* _DIRECTION A_:
Reproduce the portion of the passage on counting paths that begins with the words containing "1. Declare a" and ends with "1 (base condition)".

Count of paths

For each position in range 1 to N-1 we will find all j^th positions that satisfy the condition for existence of edge from j to i. And we will store all the edges in form of an an adjency list.

^{As the input sequence can have duplicate values, so rather than the value at a position, consider position index itself as vertices while storing the graph in form of an adjency-list.}

Apply dfs from 0^th position and simply increase the count for i^th node each time it is visited. Return the final answer for each i^th position.

The steps are as follows:

1. Build an adjency-list to store edges of the graph.
2. Declare a array/vector to store the count of paths. ie: vector<int> VIS
3. Initialize all elements in VIS to 0.
4. Apply dfs from 0^st position.
5. Each time i^th position is visited, increment VIS[i].
6. Our answer is finally stored in VIS vector.

Edge can only exist from j to i if j < i. We don’t need to worry about elements to the right-side of i^th position while finding the count of paths from 0^th to i^th element.

We can simply declare a dp array/vector of size N and initialize dp[0]=1 and the initialize rest elements as 0, ie: dp[i]=0 for (1 ≤ i ≤ N-1). Here dp[i] will denote the count of paths from 0^th to i^th element.

To calculate the value of dp[i], we need to simply iterate for all positions to the left of ‘i’ and if the element of the sequence is divisible by i^th element, we will add its count of paths to dp[i].

Finally return elements of dp[i] as they store the count of different paths for i^th element.

The steps are as follows:

1. Declare a dp array/vector of size = ‘N’, and initialize all elements equal to 0.
   ^{dp[i] denotes the count of paths from 0th to ith element.}
2. Assign dp[1] = 1 (base condition)
3. Iterate through elements of the dp array, ie: run a for loop from 1 to N-1.
4. Calculate dp[i] using another loop that iterates from 0 to i-1. If the element of the sequence is divisible by i^th element of the sequence, then simply add its count to dp[i].

Finally, return the elements of dp[i]

 

Edge can only exist from j to i if j < i. We don’t need to worry about elements to the right-side of i^th position while finding the count of paths from 0^th to i^th element.

We can simply declare a dp array of size N and initialize dp[0] = 1 and the rest elements equal to 0. Here dp[i] will denote the count of paths from 0^th to i^th element.

We can only reach i^th element from factors of a[i] on the left of the element.

So there is no point in iterating from 0 to i-1 to calculate dp[i], we can simply search for factors of a[i] lying on the left of i^th position and add their count to dp[i].

We can simply store the given sequence of elements as an unordered_map, where the key of the map denotes the element, and the value of the map stores the positions of that element. Hence we can use an unordered_map of int and vector if int.

* _DATASET ENTRIES_:

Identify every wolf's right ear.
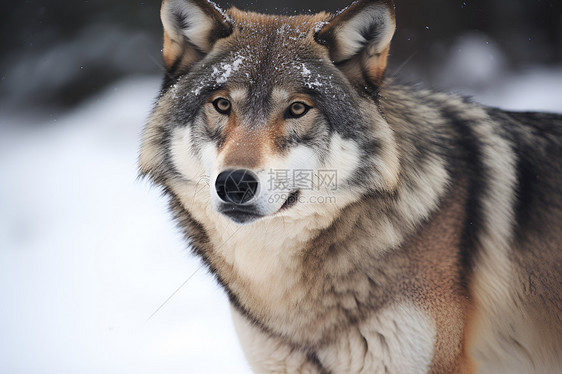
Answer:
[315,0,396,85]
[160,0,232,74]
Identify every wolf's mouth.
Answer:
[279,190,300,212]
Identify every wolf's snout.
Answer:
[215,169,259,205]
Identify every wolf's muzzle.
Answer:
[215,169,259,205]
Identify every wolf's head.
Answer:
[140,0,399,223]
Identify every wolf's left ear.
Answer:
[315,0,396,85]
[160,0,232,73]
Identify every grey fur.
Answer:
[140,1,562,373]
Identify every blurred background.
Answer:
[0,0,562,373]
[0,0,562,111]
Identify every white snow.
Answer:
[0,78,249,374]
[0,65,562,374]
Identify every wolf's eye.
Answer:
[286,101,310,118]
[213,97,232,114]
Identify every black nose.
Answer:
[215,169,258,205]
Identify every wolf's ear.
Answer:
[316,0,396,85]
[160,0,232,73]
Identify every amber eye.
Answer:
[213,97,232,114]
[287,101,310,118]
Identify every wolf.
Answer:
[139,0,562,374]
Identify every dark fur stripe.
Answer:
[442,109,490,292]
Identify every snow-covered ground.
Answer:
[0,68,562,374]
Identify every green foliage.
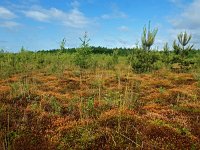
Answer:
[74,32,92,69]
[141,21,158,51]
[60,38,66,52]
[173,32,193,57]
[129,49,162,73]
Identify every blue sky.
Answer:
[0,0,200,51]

* _DIRECTION B_:
Collect every line of the records above that contains the string "wolf", treating uppercase and lowercase as different.

* _COMPLETE RESPONSE A_:
1. Declare a dp array/vector of size = ‘N’, and initialize all elements equal to 0.
   ^{dp[i] denotes the count of paths from 0th to ith element.}
2. Assign dp[1] = 1 (base condition)

* _COMPLETE RESPONSE B_:
Identify every wolf's right ear.
Identify every wolf's mouth.
Identify every wolf's snout.
Identify every wolf's muzzle.
Identify every wolf's head.
Identify every wolf's left ear.
Identify every wolf's eye.
Identify every wolf's ear.
Identify every wolf.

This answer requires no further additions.